(Referring expression pointing data)
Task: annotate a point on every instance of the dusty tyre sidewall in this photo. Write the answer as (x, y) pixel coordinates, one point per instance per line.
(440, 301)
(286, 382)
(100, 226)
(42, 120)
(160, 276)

What you need to do ->
Nothing should be missing: every line above must be reproduced exactly.

Expected output ->
Task: annotate a point on every instance of the dusty tyre sidewall in this photo. Write the answer as (x, y) pixel coordinates, one point per instance per line.
(440, 301)
(286, 382)
(100, 226)
(42, 120)
(160, 276)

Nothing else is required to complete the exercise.